_Ejercicio a_: Reúne todas las líneas de las filas que tengan la palabra "tree". Fíjate en las mayúsculas y minúsculas.

Las dos anécdotas —risueñamente engorrosas— caracterizan, modulan, un rasgo decisivo de la personalidad del poeta, que se proyecta a su escritura. Razón por la cual viene a cuento, según mi ecléctica filiación a la escuela de Ginebra (Poulet, Béguin…), nunca olvidar al autor hasta en el más intrínseco análisis estructural de cualquier obra de arte literario. Porque sus poemas reciben también algo de urbanidad y timidez, de la delicadeza en el trato hasta extremos inusitados, risibles como en el par de recuerdos que acabo de referir. Su fineza de orfebre se extiende siempre a las palabras, basta admirar su letra de escriba benedictino.
Se trata —enfatizo— de una premisa clave de su poética, junto a la melancolía, relacionada a veces con estados depresivos y siempre con diversas nostalgias, sobre todo de su infancia; la literatura infantil, que conoció como poco escritores de habla hispana; y su dominio de la lengua inglesa, de la que fue profesor y sutil traductor de poetas… Con este complejo haz conversa silenciosamente, tiende un arco consigo mismo en cada versión, en el sentido que precisara Leonardo da Vinci, en uno de sus Aforismos: «El arco no es sino una fuerza causada por dos debilidades, y rigió que en los edificios se compusiera de dos cuartos de círculo. Cada uno debilísimo en sí, desea caer. Y oponiéndose a la ruina uno de otro, dos debilidades se convierten en una fuerza única».
Los arcos de sus poemas forman la declarada obsesión por la fugacidad de su memoria, que lo insta a escribir para no olvidar nada substancial. Es clave que en el curso Lo cubano en la poesía dictado en el Lyceum de La Habana, a finales de 1957, dentro de la decimoquinta lección, Cintio Vitier titulara la parte correspondiente a Eliseo con una frase exacta: «La poesía de la memoria en Diego». La memoria —señala acertadamente— es su «centro intuitivo», la «sustancia fabuladora» (1970: 501). Lo que no explica Cintio es el permanente miedo de Eliseo a que esa memoria se le pierda, esfume, se vaya como los circos con sus payasos a otro pueblo, tome una calzada distinta a la de Jesús del Monte y no se dirija a su barrio de Arroyo Naranjo, a Villa Berta.

_Los datos_:
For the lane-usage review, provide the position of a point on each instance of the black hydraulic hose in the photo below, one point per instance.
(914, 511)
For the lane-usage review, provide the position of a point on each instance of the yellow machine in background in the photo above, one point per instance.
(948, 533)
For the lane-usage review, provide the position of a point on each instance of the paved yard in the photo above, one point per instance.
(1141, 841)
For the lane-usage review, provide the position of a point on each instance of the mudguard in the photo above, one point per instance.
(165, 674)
==
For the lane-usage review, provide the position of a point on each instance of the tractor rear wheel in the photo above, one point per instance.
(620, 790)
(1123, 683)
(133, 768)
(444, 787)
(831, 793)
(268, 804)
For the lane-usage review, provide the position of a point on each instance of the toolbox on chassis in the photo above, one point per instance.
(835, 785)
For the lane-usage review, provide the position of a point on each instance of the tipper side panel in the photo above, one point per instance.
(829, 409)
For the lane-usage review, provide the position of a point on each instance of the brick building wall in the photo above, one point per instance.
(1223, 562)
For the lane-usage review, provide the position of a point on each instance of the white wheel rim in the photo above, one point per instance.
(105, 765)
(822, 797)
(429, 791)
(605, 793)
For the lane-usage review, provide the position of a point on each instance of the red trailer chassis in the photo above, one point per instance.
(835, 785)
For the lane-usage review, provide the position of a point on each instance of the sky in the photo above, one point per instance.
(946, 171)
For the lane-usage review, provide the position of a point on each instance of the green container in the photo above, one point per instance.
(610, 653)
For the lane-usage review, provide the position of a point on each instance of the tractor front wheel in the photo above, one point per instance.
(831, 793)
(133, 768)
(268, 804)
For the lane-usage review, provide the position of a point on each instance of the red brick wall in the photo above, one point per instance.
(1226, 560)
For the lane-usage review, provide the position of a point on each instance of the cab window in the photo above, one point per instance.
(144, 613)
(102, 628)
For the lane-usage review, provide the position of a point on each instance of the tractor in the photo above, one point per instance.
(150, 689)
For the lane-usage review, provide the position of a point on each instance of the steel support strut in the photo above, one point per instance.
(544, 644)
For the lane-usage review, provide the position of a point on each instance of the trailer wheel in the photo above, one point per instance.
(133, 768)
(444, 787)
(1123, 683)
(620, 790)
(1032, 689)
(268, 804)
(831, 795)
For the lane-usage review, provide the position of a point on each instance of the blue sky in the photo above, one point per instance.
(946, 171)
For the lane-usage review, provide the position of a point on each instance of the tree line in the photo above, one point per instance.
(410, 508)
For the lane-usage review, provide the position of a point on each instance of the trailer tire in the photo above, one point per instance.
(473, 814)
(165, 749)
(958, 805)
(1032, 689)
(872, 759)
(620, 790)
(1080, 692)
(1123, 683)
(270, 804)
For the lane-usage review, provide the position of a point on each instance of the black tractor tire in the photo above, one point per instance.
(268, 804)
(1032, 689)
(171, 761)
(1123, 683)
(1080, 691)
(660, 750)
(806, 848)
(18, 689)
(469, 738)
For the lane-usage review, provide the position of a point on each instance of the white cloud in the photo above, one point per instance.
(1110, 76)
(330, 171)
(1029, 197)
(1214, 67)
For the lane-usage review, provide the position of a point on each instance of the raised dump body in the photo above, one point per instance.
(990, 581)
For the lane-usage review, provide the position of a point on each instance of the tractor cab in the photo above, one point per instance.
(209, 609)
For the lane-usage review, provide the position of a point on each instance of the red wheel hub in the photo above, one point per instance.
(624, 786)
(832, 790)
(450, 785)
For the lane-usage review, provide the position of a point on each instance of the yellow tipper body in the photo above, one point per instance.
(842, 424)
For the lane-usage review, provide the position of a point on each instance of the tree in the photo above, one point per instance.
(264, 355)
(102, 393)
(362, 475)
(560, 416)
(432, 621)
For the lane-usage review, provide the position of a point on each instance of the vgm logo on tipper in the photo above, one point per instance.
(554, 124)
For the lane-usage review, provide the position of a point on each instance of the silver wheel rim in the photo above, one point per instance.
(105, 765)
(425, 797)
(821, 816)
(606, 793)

_Ejercicio b_: Repite sin cambiar nada el trozo del texto sobre Eliseo Diego que empieza con "Los arcos de" y sigue hasta "a Villa Berta.".

_Respuesta a_:
For the lane-usage review, provide the position of a point on each instance of the tree line in the photo above, one point per instance.
For the lane-usage review, provide the position of a point on each instance of the tree in the photo above, one point per instance.

_Respuesta b_:
Los arcos de sus poemas forman la declarada obsesión por la fugacidad de su memoria, que lo insta a escribir para no olvidar nada substancial. Es clave que en el curso Lo cubano en la poesía dictado en el Lyceum de La Habana, a finales de 1957, dentro de la decimoquinta lección, Cintio Vitier titulara la parte correspondiente a Eliseo con una frase exacta: «La poesía de la memoria en Diego». La memoria —señala acertadamente— es su «centro intuitivo», la «sustancia fabuladora» (1970: 501). Lo que no explica Cintio es el permanente miedo de Eliseo a que esa memoria se le pierda, esfume, se vaya como los circos con sus payasos a otro pueblo, tome una calzada distinta a la de Jesús del Monte y no se dirija a su barrio de Arroyo Naranjo, a Villa Berta.